▶ _課題概要_
次の(a)〜(c)が下の出典の内容と合っているかどうかを「はい」か「いいえ」で答え、判断の決め手となる出典の語句をそのまま引用しなさい。(a) 筆者の地元の商店街には、このお肉屋さんの他にもお肉屋さんがある。(b) 近所のモノプリでは、筆者が食べ切りやすい少量パックの肉が買える。(c) このお店の人たちは、筆者の注文の量が少なくても驚かない。

▶ _出典_
70 rue du commerce 75015 PARIS

大型スーパーもあちこちに有るけれど、
小さな商店主さんたちも
まだまだ頑張っているパリ。

それでもやはり、後継者が居なくて
お店をたたむケースも多い中、
今年、うちの近所の商店街に出来たお肉屋さん
「SYLVIE & OLIVIER Donné」は、
一歩お店に入ると、スタッフの皆さんの
何だか溌剌としたエネルギーが感じられる
気持ちのいいお店です。

◾️2022年現在、店名が変わっているので、
 経営者が変わったかもしれません。
 スタッフの皆さんはどうしているんだろう…

このお店ができるまで、あまり肉を食べなくなっていた

いろんな下拵えをしたお肉やお惣菜がいっぱい

地元の商店街には、他にもお肉屋さんが
2軒くらいあり、何回かそちらでも
買ってみたのですが、特に美味しくなくて…。

むしろ近所のモノプリの精肉コーナーで
平飼いのちょっと高めの鶏を買った方が
美味しかったりした。
でも、私が食べ切りやすい少量パックなんて無いので
すっかり「肉離れ(怪我じゃなくて)」していた
パリ生活だったのです。

それが、ある日
このお店の前を通りがかった時に、ふと見ると、
ショーケースの中のお肉たちが
「おいしいよー」と私に語りかけてきた(気がした)。

少量のお肉を頼んでも、気持ちよく包んでくれるお店

滅多に食べないステーキ肉

最初は恐る恐る、ちょっぴりと150〜200グラム位
いろいろ試しに買って料理していました。

ここのお店の人達は、私の注文の
量の少なさに驚きはするけれど、ニコニコしながら
その少量の肉を切り分けてくれたのでした…。

フランスで、肉を「150グラム」なんていう
少量で買おうとすると、お店の人に驚かれます。
露骨にめんどくさそうな顔をする店員もいる。

▶ _保存エントリ_
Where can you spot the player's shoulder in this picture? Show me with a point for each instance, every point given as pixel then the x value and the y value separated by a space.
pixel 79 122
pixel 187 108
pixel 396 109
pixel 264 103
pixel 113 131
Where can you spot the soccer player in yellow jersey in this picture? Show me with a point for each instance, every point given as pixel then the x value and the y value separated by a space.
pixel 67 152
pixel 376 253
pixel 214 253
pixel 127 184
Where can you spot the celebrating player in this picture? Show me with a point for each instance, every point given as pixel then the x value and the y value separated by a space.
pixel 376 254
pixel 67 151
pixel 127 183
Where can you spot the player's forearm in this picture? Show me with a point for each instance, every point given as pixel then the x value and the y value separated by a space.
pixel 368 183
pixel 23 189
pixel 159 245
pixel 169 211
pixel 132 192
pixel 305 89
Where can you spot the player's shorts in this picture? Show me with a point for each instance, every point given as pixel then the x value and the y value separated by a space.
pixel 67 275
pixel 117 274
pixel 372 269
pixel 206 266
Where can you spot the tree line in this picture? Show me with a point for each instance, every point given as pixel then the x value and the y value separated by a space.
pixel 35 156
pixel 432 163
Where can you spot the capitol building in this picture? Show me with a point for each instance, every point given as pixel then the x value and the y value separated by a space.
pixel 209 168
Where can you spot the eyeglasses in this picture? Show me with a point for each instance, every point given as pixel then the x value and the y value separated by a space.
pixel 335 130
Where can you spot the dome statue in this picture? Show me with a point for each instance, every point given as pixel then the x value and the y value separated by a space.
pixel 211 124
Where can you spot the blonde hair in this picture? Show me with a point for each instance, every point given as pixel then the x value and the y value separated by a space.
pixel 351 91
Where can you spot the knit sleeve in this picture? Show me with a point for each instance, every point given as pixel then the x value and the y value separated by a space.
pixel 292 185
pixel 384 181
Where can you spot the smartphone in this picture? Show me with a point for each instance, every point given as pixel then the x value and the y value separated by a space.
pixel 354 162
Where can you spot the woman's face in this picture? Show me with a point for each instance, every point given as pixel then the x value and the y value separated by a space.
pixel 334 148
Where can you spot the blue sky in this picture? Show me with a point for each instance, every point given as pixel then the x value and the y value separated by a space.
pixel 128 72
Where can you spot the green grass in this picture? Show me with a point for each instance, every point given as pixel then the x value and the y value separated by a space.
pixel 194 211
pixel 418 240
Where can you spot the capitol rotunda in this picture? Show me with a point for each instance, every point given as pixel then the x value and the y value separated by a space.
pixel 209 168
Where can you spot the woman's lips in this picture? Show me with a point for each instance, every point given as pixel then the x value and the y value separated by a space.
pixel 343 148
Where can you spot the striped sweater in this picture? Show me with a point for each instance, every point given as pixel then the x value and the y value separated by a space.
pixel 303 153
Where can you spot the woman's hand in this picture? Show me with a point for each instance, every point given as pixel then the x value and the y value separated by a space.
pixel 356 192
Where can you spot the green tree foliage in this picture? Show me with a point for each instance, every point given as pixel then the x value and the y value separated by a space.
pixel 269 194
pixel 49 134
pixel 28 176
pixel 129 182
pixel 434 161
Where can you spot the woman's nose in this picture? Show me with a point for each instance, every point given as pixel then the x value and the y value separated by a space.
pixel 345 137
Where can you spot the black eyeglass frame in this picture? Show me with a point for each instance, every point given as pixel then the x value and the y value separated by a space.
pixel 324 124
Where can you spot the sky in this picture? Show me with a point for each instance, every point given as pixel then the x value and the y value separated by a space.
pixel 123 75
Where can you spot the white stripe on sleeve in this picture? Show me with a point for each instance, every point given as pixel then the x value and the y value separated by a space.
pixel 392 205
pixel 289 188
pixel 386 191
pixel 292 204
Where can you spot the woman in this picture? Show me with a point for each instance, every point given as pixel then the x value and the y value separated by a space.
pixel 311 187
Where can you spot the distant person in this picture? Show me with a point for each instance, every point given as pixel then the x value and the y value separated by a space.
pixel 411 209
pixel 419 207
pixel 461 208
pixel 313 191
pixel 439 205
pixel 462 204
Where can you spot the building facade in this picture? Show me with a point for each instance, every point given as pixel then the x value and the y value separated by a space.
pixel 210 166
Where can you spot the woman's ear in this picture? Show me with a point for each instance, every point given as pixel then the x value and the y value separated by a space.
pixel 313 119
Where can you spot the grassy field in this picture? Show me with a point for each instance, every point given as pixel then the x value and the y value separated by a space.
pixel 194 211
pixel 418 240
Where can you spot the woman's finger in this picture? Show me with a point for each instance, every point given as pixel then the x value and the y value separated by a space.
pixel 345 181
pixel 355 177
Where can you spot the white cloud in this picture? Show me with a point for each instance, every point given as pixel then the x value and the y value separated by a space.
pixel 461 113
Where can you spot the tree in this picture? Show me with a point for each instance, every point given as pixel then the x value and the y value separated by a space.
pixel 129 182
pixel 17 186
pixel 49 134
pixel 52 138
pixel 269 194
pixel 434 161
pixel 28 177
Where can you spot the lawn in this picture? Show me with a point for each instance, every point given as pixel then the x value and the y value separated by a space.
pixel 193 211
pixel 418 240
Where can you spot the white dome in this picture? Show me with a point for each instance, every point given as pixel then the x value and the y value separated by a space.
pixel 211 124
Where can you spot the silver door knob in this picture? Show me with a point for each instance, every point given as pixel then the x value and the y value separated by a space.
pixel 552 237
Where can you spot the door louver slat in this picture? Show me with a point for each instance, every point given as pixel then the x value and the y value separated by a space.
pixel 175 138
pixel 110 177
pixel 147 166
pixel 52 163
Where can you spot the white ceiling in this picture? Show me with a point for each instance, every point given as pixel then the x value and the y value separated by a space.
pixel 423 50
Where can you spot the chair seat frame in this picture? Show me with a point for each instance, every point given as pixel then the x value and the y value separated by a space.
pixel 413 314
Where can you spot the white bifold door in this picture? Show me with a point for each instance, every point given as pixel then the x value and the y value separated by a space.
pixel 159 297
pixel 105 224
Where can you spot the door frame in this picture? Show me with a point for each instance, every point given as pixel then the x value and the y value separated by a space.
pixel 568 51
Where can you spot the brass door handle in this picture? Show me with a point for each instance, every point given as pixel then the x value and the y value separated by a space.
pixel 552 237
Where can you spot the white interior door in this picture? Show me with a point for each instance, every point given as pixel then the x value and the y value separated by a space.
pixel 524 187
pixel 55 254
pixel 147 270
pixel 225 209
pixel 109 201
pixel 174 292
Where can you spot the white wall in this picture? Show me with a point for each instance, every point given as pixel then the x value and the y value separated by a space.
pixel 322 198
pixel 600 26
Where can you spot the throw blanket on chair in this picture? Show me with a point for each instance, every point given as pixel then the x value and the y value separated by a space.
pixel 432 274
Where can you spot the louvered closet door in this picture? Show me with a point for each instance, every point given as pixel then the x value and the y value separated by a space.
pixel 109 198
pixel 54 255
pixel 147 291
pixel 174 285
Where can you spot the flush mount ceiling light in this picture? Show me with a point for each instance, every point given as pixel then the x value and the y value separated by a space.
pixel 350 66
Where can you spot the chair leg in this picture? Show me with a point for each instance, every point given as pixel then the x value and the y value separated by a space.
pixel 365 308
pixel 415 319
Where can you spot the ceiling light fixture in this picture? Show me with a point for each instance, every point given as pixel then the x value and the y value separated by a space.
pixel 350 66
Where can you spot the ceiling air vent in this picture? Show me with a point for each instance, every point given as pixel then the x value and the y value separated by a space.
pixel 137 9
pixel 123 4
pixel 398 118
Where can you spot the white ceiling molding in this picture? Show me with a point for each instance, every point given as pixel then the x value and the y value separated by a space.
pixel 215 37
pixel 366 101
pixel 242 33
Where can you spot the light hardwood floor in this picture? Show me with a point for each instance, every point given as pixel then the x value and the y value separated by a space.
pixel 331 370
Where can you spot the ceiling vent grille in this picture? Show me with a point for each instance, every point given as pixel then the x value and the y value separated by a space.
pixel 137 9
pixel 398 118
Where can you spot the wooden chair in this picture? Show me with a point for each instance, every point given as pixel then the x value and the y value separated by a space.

▶ _解答全文_
(a) はい:「地元の商店街には、他にもお肉屋さんが」
(b) いいえ:「私が食べ切りやすい少量パックなんて無いので」
(c) いいえ:「量の少なさに驚きはするけれど」